Although not explicit in the defendants' brief, we assume the defendant to also argue that First United was not a bona fide purchaser because it had knowledge of the same facts which allegedly gave the Bank constructive notice of an adverse claim. Contrary to the defendant's assertion at oral argument, First United's rights to the stock were not derivative of the Bank's rights under the "shelter rule," see UCC § 8-301(1), because the district court specifically found that First United was itself a bona fide purchaser of the stock.
The defendant does not dispute the district court's finding that the plaintiff was a "purchaser" under UCC § 8-301(1).
A bona fide purchaser is "a purchaser for value in good faith and without notice of any adverse claim." UCC § 8-302(1). "Notice of any adverse claim" may be satisfied through either actual or constructive notice. See id. § 1-201(25) ("A person has `notice' of a fact when . . . he has actual knowledge of it . . . [or] has received a notice or notification of it . . . [or] from all the facts and circumstances known to him at the time in question he has reason to know that it exists."); see also Oscar Gruss Son v. First State Bank of Eldorado, 582 F.2d 424, 431 (7th Cir. 1978) ("[E]ither actual or constructive notice will prevent one from obtaining the favored status of bona fide purchaser."). The defendant argues that the Bank had constructive notice of an adverse claim because: (a) the alleged suspicious circumstances surrounding the renewal loan gave the Bank reason to know; and (b) the Bank knew that the transaction was for the individual benefit of the fiduciary, Richard O'Dom. We address each of these arguments in turn.
See UCC § 8-304 comment 1 ("[S]uspicious characteristics of the transaction may give a purchaser (particularly a commercially sophisticated purchaser such as a broker) `reason to know.'").
++++
Transcribe the bona fide purchaser passage between "Although not explicit" and "UCC § 8-301(1).", inclusive. The entries after this point have no connection to the bona fide purchaser passage.
++++
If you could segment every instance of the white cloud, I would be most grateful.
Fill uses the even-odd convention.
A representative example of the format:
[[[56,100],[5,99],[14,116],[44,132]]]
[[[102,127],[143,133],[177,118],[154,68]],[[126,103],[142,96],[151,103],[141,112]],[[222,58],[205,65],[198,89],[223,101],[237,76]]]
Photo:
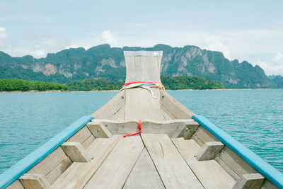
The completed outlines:
[[[103,42],[110,45],[113,45],[116,42],[116,39],[114,38],[110,30],[105,30],[101,33],[101,37]]]
[[[283,53],[277,52],[275,56],[268,62],[265,61],[258,61],[258,64],[261,67],[267,75],[283,76]]]
[[[204,47],[204,49],[222,52],[226,58],[231,59],[230,51],[221,40],[215,36],[211,36],[205,38],[204,41],[208,44],[208,46]]]
[[[4,27],[0,27],[0,38],[7,38],[7,33]]]
[[[272,59],[272,61],[278,64],[283,64],[283,53],[277,52]]]
[[[79,48],[79,47],[80,47],[80,46],[79,45],[68,45],[65,47],[65,49],[69,50],[71,48]]]

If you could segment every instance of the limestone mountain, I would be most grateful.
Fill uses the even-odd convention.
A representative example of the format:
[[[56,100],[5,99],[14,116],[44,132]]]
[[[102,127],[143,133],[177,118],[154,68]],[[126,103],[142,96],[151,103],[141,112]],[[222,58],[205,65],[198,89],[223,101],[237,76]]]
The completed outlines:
++++
_Result of the task:_
Although not explicit in the defendants' brief, we assume the defendant to also argue that First United was not a bona fide purchaser because it had knowledge of the same facts which allegedly gave the Bank constructive notice of an adverse claim. Contrary to the defendant's assertion at oral argument, First United's rights to the stock were not derivative of the Bank's rights under the "shelter rule," see UCC § 8-301(1), because the district court specifically found that First United was itself a bona fide purchaser of the stock.
The defendant does not dispute the district court's finding that the plaintiff was a "purchaser" under UCC § 8-301(1).